▶ **ACTIVITY**:
Every line from the one holding "Where in the photo above can the lifeguard in" through the final line of the entries is to be reproduced exactly, and no other line.

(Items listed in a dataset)
•••
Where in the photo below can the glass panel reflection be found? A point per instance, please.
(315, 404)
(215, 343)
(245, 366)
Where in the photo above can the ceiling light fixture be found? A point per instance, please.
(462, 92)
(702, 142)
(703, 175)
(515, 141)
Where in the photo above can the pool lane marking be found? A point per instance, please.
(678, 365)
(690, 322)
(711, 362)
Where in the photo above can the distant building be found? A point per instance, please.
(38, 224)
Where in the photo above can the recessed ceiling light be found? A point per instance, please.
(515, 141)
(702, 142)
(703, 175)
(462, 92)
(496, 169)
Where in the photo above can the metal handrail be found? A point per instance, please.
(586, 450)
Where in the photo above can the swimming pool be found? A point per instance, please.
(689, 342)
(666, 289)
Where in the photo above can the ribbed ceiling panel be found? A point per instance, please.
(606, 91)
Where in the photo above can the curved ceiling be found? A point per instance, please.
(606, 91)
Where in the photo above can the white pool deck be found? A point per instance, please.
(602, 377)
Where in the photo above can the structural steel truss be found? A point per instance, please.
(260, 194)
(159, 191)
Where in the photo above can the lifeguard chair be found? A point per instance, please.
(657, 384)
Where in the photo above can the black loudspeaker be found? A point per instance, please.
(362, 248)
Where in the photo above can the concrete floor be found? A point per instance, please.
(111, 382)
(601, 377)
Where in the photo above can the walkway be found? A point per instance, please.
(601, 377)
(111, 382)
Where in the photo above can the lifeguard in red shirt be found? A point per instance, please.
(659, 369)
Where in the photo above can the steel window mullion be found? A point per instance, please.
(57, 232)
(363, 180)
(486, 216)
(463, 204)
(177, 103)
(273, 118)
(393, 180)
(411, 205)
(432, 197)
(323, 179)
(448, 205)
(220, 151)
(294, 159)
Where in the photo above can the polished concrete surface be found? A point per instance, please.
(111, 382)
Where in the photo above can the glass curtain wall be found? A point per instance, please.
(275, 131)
•••
▶ **ANSWER TO THE EXERCISE**:
Where in the photo above can the lifeguard in red shirt be found? A point per instance, please.
(659, 369)
Where in the photo above can the steel window mullion be found? A point per instance, please.
(57, 232)
(363, 180)
(486, 216)
(463, 204)
(177, 103)
(273, 118)
(393, 180)
(411, 205)
(432, 197)
(323, 179)
(448, 205)
(220, 151)
(294, 159)
Where in the photo above can the polished concrete surface be found? A point per instance, please.
(111, 382)
Where in the photo above can the glass curtain wall be found? A point per instance, please.
(275, 131)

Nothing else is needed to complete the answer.